EXERCISE DESCRIPTION: Reproduce the records below in their entirety, character for character.

Stored entries
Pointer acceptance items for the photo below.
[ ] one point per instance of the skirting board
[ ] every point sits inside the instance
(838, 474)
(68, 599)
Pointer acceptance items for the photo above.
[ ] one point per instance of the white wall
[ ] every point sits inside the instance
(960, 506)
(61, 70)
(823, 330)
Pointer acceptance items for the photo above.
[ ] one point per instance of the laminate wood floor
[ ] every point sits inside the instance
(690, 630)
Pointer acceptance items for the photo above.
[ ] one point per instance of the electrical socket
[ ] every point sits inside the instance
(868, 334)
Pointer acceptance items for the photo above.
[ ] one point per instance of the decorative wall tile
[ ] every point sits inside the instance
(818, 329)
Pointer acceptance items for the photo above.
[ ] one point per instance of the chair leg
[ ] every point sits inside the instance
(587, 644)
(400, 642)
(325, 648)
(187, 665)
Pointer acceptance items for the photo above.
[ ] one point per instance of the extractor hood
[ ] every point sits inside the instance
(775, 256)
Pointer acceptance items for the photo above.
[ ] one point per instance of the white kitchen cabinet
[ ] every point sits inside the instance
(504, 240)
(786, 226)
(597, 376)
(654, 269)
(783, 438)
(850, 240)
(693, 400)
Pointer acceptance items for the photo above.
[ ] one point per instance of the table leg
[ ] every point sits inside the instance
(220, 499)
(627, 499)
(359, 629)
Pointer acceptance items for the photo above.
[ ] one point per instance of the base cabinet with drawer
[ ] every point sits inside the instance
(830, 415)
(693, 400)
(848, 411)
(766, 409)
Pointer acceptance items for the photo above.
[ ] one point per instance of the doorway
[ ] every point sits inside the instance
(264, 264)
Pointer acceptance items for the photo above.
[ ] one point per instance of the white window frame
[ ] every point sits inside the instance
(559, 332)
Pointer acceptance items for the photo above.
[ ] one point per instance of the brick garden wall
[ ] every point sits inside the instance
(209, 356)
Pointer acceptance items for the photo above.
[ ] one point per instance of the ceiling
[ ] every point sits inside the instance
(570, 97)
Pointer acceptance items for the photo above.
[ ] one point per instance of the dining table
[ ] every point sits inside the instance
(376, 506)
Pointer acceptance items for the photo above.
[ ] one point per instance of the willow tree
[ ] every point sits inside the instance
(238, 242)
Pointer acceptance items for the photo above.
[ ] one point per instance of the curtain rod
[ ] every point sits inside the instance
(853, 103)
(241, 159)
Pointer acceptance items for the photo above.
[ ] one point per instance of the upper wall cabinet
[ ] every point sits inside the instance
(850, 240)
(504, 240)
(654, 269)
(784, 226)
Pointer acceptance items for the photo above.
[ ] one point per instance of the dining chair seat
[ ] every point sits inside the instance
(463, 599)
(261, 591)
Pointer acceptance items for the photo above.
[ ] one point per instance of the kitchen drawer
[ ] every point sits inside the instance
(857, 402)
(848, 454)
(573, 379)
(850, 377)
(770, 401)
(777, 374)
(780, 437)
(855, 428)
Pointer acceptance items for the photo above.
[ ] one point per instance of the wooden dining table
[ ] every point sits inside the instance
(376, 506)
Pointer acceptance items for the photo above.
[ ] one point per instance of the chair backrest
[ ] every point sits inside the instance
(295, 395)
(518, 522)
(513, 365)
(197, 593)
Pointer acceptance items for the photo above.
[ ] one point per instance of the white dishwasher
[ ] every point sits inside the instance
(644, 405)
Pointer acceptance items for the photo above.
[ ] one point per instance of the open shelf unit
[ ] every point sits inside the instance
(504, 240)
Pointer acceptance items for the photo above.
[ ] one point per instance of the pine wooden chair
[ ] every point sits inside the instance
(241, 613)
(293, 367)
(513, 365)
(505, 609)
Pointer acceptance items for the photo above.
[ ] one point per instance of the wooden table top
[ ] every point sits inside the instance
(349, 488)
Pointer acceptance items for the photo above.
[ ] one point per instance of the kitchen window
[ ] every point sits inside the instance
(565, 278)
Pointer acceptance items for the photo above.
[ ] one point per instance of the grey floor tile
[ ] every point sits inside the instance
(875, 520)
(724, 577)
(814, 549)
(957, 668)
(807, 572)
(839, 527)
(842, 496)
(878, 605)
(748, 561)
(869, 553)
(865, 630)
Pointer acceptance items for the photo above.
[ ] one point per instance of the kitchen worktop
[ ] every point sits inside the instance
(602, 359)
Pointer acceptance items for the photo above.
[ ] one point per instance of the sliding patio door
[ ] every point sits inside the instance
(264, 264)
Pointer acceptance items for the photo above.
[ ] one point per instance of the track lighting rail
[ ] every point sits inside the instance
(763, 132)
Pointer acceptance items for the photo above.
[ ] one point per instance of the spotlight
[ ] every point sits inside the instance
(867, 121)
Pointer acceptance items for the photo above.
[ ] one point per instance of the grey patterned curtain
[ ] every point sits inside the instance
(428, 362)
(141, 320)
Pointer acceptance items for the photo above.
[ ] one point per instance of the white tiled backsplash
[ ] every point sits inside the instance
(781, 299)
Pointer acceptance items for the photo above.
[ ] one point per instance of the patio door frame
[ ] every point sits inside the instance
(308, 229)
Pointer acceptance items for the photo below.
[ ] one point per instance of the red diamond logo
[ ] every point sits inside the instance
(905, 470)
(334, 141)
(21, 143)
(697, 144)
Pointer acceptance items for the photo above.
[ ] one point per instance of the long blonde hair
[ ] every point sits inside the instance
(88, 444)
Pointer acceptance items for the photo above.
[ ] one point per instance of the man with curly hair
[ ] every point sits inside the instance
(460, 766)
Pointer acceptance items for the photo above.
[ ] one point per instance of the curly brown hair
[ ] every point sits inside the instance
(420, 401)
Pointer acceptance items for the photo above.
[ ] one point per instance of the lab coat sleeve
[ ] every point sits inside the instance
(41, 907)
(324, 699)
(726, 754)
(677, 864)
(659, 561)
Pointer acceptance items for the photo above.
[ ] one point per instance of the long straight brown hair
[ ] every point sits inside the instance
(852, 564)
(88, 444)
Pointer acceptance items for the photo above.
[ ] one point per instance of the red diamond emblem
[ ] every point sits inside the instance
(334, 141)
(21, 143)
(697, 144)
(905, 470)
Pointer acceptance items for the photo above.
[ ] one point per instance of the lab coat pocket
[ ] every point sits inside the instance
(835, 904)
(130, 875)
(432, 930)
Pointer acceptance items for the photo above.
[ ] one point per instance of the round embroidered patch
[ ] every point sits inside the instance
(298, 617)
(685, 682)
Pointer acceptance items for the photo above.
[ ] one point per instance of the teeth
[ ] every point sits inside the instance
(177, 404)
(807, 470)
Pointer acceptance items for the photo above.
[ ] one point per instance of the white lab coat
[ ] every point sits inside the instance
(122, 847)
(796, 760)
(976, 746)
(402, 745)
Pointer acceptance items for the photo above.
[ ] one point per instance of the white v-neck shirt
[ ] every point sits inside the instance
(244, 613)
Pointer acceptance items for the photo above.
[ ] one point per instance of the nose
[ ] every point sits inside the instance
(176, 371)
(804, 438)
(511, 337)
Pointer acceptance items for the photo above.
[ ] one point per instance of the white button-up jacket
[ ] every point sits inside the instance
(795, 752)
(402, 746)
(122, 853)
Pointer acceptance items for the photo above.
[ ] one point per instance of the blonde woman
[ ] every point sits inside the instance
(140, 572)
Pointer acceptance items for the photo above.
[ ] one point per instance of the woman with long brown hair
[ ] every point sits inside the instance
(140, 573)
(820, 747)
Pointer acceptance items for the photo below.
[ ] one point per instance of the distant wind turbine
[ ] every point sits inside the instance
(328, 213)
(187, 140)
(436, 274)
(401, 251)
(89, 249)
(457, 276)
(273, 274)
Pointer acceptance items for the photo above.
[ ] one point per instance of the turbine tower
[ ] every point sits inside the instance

WRITTEN REPLY:
Pointer acceptance items for the photo below.
[ ] one point per instance of the skirting board
[ ] every point sits inside the instance
(838, 474)
(68, 599)
Pointer acceptance items for the photo above.
[ ] one point per instance of the white wall
[ ] every point sits inside the instance
(960, 506)
(61, 70)
(823, 330)
Pointer acceptance items for the photo above.
[ ] one point per instance of the laminate wood floor
[ ] every point sits inside the instance
(690, 630)
Pointer acceptance items for the photo above.
[ ] one point per instance of the electrical socket
[ ] every point sits inside the instance
(868, 334)
Pointer acceptance items for the photo above.
[ ] one point per instance of the decorative wall tile
[ ] every point sits inside the instance
(818, 329)
Pointer acceptance items for the photo above.
[ ] one point per instance of the chair leg
[ ] every point sits inside the instance
(587, 644)
(400, 642)
(325, 648)
(187, 665)
Pointer acceptance items for the photo above.
[ ] one point per instance of the extractor hood
[ ] every point sits inside the instance
(775, 256)
Pointer acceptance items for the photo above.
[ ] one point per instance of the white kitchen cabinet
[ ] every point sits inside the instance
(504, 240)
(786, 226)
(597, 376)
(654, 269)
(783, 438)
(850, 240)
(693, 400)
Pointer acceptance items for the photo above.
[ ] one point per instance of the table leg
[ ] every point sits inside the instance
(220, 499)
(627, 499)
(359, 629)
Pointer acceptance items for the photo above.
[ ] one point per instance of the base cabinet with drawer
[ ] every point sits inside the instance
(830, 415)
(693, 400)
(848, 411)
(766, 409)
Pointer acceptance items for the photo above.
[ ] one point per instance of the doorway
[ ] every point sits inside the instance
(264, 264)
Pointer acceptance items for the photo above.
[ ] one point per instance of the white window frame
[ ] every point sits inside the instance
(559, 332)
Pointer acceptance items for the photo above.
[ ] one point per instance of the brick garden wall
[ ] every point sits inside the instance
(209, 356)
Pointer acceptance items for the photo above.
[ ] one point per instance of the ceiling
[ ] every point sits inside the instance
(570, 97)
Pointer acceptance items for the photo above.
[ ] one point per instance of the dining table
[ ] every point sits inside the instance
(376, 506)
Pointer acceptance items for the photo above.
[ ] one point per instance of the willow tree
[ ] every point sits inside the instance
(238, 242)
Pointer acceptance items for the photo above.
[ ] one point per instance of the curtain rod
[ ] every point sits inside the instance
(853, 103)
(241, 159)
Pointer acceptance items for the photo above.
[ ] one point per instance of the upper wall cabinet
[ ] every point sits inside the instance
(850, 240)
(504, 240)
(654, 269)
(784, 226)
Pointer acceptance items for the photo above.
[ ] one point per instance of the dining chair seat
[ ] every point sits inside the instance
(463, 599)
(261, 591)
Pointer acceptance items for the photo above.
[ ] one point per instance of the kitchen drawer
[ ] every point sits inside the instance
(857, 402)
(848, 454)
(573, 379)
(850, 377)
(770, 401)
(777, 374)
(780, 437)
(855, 428)
Pointer acceptance items for the photo above.
[ ] one point per instance of the wooden dining table
[ ] every point sits inside the instance
(376, 506)
Pointer acceptance items for the photo above.
[ ] one point per instance of the chair backrest
[ ] every point sits inside the instance
(295, 395)
(518, 522)
(513, 365)
(197, 593)
Pointer acceptance items for the photo above.
[ ] one point per instance of the white dishwasher
[ ] every point sits inside the instance
(644, 405)
Pointer acceptance items for the photo above.
[ ] one point per instance of the open shelf unit
[ ] every point sits inside the instance
(504, 240)
Pointer acceptance items for the photo above.
[ ] one point per instance of the pine wooden chair
[ ] every point sits inside the instance
(241, 613)
(293, 367)
(513, 365)
(505, 609)
Pointer acceptance items for the photo above.
[ ] one point per instance of the wooden table top
[ ] every point sits inside the instance
(349, 488)
Pointer acceptance items for the photo above.
[ ] one point per instance of the kitchen window
[ ] every point sits inside the instance
(565, 278)
Pointer acceptance items for the photo above.
[ ] one point per instance of the grey floor tile
[ ] every point sits inside the instance
(875, 520)
(724, 577)
(814, 549)
(957, 668)
(807, 572)
(839, 527)
(842, 496)
(878, 605)
(748, 561)
(869, 553)
(865, 630)
Pointer acceptance items for the photo above.
[ ] one point per instance of the kitchen worktop
[ ] every point sits inside the instance
(602, 359)
Pointer acceptance items for the photo above.
[ ] one point per instance of the sliding patio door
[ ] every point sits inside the instance
(264, 264)
Pointer acceptance items for the photo above.
[ ] one point per instance of the track lighting rail
[ ] every point sits inside the instance
(763, 132)
Pointer acceptance items for the photo above.
[ ] one point per instance of the spotlight
[ ] every point sits inside the instance
(867, 121)
Pointer acceptance items for the photo above.
[ ] one point per instance of the grey patterned curtain
[ ] every point sits inside the instance
(428, 362)
(141, 320)
Pointer acceptance items for the photo above.
[ ] one point per instance of the white tiled backsplash
[ ] every point sits inside the instance
(781, 299)
Pointer acceptance items for the photo above.
[ ] one point per instance of the patio door frame
[ ] every point sits inside the instance
(308, 229)
Pointer acceptance items for the photo below.
[ ] one point per instance of the red diamond logo
[ ] every point sits inside the instance
(905, 470)
(334, 141)
(21, 143)
(697, 144)
Pointer acceptance items for the photo above.
[ ] one point per instance of the long blonde hair
[ ] every point sits inside the instance
(88, 444)
Pointer acceptance items for the photo above.
[ ] one point per instance of the man with curly hair
[ ] every point sits inside the instance
(460, 766)
Pointer acceptance items for the photo above.
[ ] one point per instance of the curly brown hair
[ ] every point sits inside the instance
(420, 401)
Pointer acceptance items for the photo above.
[ ] one point per instance of the lab coat sleeve
[ ] every point sits inside the instance
(41, 907)
(324, 699)
(726, 754)
(677, 864)
(659, 561)
Pointer acceptance items for the photo above.
[ ] one point per instance of the long straight brown hair
[ ] every point sits inside the instance
(852, 564)
(88, 444)
Pointer acceptance items for the photo above.
[ ] one point per instance of the red diamond emblem
[ ] every point sits inside the instance
(334, 141)
(21, 143)
(697, 144)
(905, 470)
Pointer acceptance items for the photo above.
[ ] one point per instance of the lab coat pocket
[ ] every point sits inside the instance
(835, 904)
(130, 875)
(432, 930)
Pointer acceptance items for the photo above.
[ ] one point per instance of the round embroidered patch
[ ] every point sits inside the instance
(298, 617)
(685, 682)
Pointer acceptance items for the photo above.
[ ] one point per instance of the teeth
[ ] every point sits inside the instance
(177, 404)
(807, 470)
Pointer acceptance items for the photo above.
[ ] one point per instance of the white lab coat
[ ] every point sits inside the instance
(122, 847)
(796, 760)
(976, 746)
(402, 745)
Pointer acceptance items for the photo above.
[ ] one point per instance of the white v-neck shirt
[ ] every point sits inside the instance
(244, 613)
Pointer acceptance items for the photo above.
[ ] one point per instance of the nose
[ ] every point sits inside the instance
(176, 371)
(804, 438)
(511, 337)
Pointer acceptance items for the photo above.
[ ] one point per instance of the white button-up jacket
[ ] every point sits inside the instance
(795, 752)
(402, 746)
(122, 853)
Pointer acceptance items for the photo above.
[ ] one point per instance of the blonde woman
[ ] every point sits inside the instance
(140, 572)
Pointer acceptance items for the photo above.
[ ] one point per instance of the woman with long brown hair
[ ] every point sits inside the instance
(140, 573)
(820, 747)
Pointer acceptance items for the photo below.
[ ] one point per instance of the distant wind turbine
[ ] every point sits inside the instance
(328, 213)
(187, 140)
(436, 274)
(401, 251)
(89, 249)
(457, 276)
(273, 274)
Pointer acceptance items for the photo above.
[ ] one point per instance of the turbine tower
[ ] every point sits inside the instance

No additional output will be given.